**Work order**
Give back the line where "target: white throat" appears and all the lines after it until the listing ends, unchanged and with nothing else.

==================================================

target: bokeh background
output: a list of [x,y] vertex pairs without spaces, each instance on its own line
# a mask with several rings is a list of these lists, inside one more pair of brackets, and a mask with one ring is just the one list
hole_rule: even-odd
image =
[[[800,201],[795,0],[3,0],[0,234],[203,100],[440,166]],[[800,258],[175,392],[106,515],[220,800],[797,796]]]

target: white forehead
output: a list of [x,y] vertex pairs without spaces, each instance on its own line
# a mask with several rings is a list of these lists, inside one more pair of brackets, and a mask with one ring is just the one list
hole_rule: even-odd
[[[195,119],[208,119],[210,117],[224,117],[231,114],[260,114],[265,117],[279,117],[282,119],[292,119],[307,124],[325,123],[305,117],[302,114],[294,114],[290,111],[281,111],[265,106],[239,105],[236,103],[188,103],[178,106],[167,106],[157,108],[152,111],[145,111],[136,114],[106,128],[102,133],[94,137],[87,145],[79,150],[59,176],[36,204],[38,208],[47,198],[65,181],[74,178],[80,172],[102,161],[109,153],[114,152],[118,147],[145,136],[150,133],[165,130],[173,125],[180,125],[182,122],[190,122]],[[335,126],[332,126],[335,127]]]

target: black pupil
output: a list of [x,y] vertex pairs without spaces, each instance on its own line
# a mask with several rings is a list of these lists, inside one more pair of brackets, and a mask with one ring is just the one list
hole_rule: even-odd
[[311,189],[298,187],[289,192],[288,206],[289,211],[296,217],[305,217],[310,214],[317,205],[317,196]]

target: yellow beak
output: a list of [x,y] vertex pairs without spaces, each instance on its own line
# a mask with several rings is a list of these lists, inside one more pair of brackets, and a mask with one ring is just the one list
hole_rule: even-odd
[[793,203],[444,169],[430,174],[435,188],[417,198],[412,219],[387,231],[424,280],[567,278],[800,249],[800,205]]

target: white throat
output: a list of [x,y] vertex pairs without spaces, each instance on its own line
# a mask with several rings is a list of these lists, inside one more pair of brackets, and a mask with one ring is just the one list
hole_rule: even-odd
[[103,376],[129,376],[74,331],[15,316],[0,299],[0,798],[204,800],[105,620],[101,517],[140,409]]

==================================================

**Result for this exercise**
target: white throat
output: a list of [x,y] vertex pairs without spaces, each instance on its own line
# a mask with several rings is a list of these lists, inside one more pair of brackets, and a mask with one ring is just the one list
hole_rule: even-odd
[[103,376],[129,376],[74,331],[15,316],[0,299],[0,798],[204,800],[105,620],[101,517],[140,409]]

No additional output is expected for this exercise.